-- WHAT THIS TASK INVOLVES --
Count the lines in the records below that contain the string "query", treating case as significant, and reply with the number alone.

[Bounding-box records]
----------

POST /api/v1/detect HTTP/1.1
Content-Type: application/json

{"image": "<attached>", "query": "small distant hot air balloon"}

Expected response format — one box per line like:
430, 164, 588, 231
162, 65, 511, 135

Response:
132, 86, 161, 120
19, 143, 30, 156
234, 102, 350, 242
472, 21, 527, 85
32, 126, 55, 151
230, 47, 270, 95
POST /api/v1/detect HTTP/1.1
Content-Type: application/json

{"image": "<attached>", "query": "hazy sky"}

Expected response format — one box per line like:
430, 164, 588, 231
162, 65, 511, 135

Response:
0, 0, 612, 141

----------

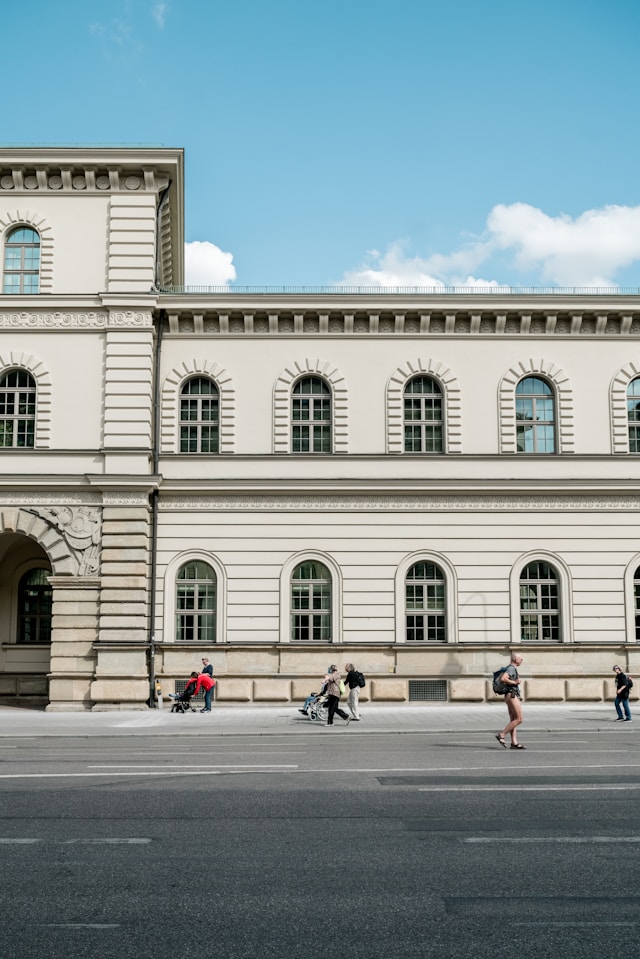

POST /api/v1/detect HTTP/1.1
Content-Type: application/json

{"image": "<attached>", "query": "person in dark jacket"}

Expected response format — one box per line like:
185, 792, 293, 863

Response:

----------

-- OUTPUT FOR THIS TASK --
3